╔══

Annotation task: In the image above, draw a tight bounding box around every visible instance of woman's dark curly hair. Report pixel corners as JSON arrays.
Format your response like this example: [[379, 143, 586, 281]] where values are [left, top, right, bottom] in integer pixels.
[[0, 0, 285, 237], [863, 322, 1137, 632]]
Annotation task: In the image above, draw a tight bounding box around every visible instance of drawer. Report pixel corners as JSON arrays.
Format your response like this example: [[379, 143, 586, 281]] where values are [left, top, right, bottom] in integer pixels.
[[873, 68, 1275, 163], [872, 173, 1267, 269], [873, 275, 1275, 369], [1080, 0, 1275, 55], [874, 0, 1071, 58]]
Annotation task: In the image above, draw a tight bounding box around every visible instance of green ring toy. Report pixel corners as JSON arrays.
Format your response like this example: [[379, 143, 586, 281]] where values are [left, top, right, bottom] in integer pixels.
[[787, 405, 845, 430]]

╚══

Convert the records above into a two-column CSV with the header row record_text,answer and one row per record. Put each field in double quotes and replace any line breaks with spaces.

record_text,answer
"Annotation task: In the image above, draw a tight bounding box around every visible instance of woman's dark curly hair. Report pixel corners as JSON arrays. Format your response like this example: [[379, 143, 586, 281]] where values are [left, top, right, bottom] in integer pixels.","[[0, 0, 285, 237], [863, 322, 1137, 632]]"
"Annotation task: In the image above, draw a tight bounding box around every visible instance of drawer. Report pixel corners as JSON arrays. Format your response like this example: [[379, 143, 586, 281]] where values are [left, top, right, bottom] in integer pixels.","[[873, 68, 1275, 163], [872, 173, 1267, 269], [873, 275, 1275, 369], [1080, 0, 1275, 55], [874, 0, 1071, 58]]"
"Annotation task: In the image above, draw a tight bounding box around every visible instance of green ring toy. Report pixel corners as JSON arrays. Format your response like this example: [[379, 143, 586, 281]] where values are [left, top, right, bottom] in integer pixels.","[[787, 405, 845, 430]]"